- **Available records**
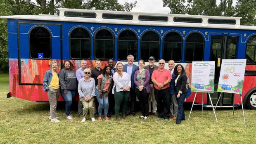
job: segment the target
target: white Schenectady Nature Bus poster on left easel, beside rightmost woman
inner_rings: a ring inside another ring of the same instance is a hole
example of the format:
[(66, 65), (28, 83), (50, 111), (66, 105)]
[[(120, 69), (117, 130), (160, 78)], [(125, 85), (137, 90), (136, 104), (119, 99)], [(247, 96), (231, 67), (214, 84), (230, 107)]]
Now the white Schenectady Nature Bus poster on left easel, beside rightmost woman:
[(214, 61), (192, 62), (192, 92), (214, 92)]

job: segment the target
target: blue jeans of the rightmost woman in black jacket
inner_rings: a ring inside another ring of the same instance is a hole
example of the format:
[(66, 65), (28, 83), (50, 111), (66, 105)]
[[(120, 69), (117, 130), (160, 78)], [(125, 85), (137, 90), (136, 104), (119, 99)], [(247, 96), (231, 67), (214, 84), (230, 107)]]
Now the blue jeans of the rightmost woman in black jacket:
[(178, 113), (177, 113), (176, 123), (181, 123), (181, 120), (185, 120), (185, 112), (184, 112), (184, 108), (183, 108), (183, 103), (186, 98), (186, 95), (187, 95), (187, 92), (180, 94), (180, 97), (177, 99)]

- **Task description**
Pictures are not part of the copy. Please reproduce the material word for word.

- **Solution to this exercise**
job: segment the target
target: white Schenectady Nature Bus poster on left easel, beside rightmost woman
inner_rings: a ring inside another ring of the same instance is a hole
example of the format:
[(66, 65), (28, 83), (50, 111), (66, 105)]
[[(120, 69), (117, 130), (160, 78)], [(125, 85), (137, 90), (136, 104), (119, 99)], [(247, 96), (231, 67), (214, 84), (230, 107)]]
Now the white Schenectady Nature Bus poster on left easel, beside rightmost woman:
[(214, 61), (192, 62), (192, 92), (214, 92)]

job: segment the target
target: blue jeans of the rightmost woman in black jacket
inner_rings: a ring inside another ring of the same instance is a hole
example of the format:
[(66, 65), (28, 83), (50, 111), (66, 105)]
[[(120, 69), (117, 130), (160, 78)], [(125, 85), (137, 90), (136, 104), (119, 99)], [(247, 96), (231, 67), (214, 84), (230, 107)]]
Now the blue jeans of the rightmost woman in black jacket:
[(178, 113), (177, 113), (176, 123), (181, 123), (181, 120), (185, 120), (185, 112), (184, 112), (184, 108), (183, 108), (183, 103), (186, 98), (186, 95), (187, 95), (187, 92), (180, 94), (180, 97), (177, 99)]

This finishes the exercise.